From the post on South Karelian pirana, reproduce word for word the passage that starts at "There are quite" and stops after "for more taste.".

> _Excerpt provided_

------------------------------------------------------------

Oops, I managed to miss posting yesterday. But it's halfway already and 14/15 is still something I can feel satisfied with. Perhaps from now on I should still prepare couple of "just in case" -recipes beforehand.

I did cook though. Actually getting to eat just went a bit late. Madeleine.teacup has been doing a really educational series about pre-colonial dishes of the Americas. One of them was called Inca chilcano de pirana, which basically means piranha soup. This kind of reminded me for a totally different Finnish dish also spelled pirana, a traditional South Karelian dish. (There's two of them to be precise. Another one is a lingonberry rye porridge, but I'll get back to that another time.) It's been hanging on my to-do list for years so now I finally got myself to try it.

There are quite many originally vegetarian dishes from Karelia. Of course meat used to be consumed a lot less during the time when it meant slaughtering your perhaps only cow, but this is also due to the orthodox fate where meat isn't even allowed during the fasting. For a modern Finn they may seem a bit anemic since usually the only spice the recipes mention is salt, but I think this aspect can be tweaked if done with respect. So for example here I used some stock base and bear's garlic for more taste.

------------------------------------------------------------

> _Data under study_
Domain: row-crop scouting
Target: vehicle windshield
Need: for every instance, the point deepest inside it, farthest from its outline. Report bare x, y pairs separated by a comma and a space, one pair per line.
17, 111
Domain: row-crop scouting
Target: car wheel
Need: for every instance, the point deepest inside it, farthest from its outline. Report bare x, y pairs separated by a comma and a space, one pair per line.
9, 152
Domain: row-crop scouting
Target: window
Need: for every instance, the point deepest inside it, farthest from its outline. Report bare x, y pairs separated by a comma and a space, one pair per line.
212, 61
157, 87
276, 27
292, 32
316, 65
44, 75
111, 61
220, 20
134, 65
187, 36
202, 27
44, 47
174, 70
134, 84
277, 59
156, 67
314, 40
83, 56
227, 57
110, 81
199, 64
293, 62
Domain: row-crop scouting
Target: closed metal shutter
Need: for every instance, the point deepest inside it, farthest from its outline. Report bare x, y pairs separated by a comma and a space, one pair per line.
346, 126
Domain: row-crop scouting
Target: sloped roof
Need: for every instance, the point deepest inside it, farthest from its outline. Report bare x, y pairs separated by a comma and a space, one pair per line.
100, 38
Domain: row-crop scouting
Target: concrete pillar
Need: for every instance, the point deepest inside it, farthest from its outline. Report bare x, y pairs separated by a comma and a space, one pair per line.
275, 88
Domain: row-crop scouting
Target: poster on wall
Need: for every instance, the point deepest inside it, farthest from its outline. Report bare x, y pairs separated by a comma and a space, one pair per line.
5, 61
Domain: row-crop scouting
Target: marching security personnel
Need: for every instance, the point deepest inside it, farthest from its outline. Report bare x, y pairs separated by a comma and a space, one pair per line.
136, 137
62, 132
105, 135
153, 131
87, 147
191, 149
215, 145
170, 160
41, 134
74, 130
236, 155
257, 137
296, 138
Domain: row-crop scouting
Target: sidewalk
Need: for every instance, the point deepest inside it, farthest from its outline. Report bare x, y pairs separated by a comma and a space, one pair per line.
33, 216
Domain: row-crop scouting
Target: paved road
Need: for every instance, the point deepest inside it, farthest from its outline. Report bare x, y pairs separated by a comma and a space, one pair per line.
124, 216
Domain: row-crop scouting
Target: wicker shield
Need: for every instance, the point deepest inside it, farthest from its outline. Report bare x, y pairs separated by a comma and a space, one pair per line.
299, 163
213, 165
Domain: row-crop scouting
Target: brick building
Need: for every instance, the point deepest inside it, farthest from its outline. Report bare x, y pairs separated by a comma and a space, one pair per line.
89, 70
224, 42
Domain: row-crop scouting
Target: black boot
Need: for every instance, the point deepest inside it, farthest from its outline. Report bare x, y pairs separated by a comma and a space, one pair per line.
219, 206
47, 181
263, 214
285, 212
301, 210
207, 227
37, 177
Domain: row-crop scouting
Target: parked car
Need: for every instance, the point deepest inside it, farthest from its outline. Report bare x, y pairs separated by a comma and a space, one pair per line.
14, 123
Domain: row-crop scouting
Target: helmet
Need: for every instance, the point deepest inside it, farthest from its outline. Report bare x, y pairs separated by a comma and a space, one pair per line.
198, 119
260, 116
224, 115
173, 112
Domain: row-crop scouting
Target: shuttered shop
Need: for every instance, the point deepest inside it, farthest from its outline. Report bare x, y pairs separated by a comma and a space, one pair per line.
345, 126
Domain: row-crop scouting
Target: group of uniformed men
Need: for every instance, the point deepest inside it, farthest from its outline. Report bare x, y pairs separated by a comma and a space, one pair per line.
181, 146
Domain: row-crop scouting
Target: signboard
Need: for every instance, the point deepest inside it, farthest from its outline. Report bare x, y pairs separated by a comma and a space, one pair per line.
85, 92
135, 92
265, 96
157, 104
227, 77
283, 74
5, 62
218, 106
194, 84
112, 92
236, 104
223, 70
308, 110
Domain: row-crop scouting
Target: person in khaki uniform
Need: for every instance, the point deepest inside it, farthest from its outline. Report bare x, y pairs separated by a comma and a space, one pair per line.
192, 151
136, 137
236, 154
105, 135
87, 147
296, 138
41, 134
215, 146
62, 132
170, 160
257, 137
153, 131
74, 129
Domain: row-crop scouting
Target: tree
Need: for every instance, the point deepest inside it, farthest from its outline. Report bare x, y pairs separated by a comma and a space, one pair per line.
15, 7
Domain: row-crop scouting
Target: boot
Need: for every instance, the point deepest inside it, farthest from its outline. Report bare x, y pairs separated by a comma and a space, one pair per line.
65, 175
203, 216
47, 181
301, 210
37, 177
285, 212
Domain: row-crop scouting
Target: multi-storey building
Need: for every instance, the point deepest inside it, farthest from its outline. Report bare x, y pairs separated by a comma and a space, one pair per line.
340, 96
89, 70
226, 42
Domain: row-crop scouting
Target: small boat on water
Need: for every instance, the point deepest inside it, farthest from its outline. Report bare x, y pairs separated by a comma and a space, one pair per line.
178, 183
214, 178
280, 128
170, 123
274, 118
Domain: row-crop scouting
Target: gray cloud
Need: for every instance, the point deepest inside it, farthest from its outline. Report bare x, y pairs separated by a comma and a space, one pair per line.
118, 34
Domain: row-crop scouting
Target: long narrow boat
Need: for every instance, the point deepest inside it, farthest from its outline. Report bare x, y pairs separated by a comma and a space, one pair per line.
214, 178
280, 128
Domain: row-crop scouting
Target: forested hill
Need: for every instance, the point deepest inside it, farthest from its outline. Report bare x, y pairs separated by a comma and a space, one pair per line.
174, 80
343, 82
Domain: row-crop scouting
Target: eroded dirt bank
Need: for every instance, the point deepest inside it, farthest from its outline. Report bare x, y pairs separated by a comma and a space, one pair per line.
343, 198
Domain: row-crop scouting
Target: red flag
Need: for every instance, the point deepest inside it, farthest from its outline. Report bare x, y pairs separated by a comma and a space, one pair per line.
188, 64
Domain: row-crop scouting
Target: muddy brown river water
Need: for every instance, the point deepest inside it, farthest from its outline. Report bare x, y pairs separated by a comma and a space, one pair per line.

------------------------------------------------------------

> _Result for this exercise_
There are quite many originally vegetarian dishes from Karelia. Of course meat used to be consumed a lot less during the time when it meant slaughtering your perhaps only cow, but this is also due to the orthodox fate where meat isn't even allowed during the fasting. For a modern Finn they may seem a bit anemic since usually the only spice the recipes mention is salt, but I think this aspect can be tweaked if done with respect. So for example here I used some stock base and bear's garlic for more taste.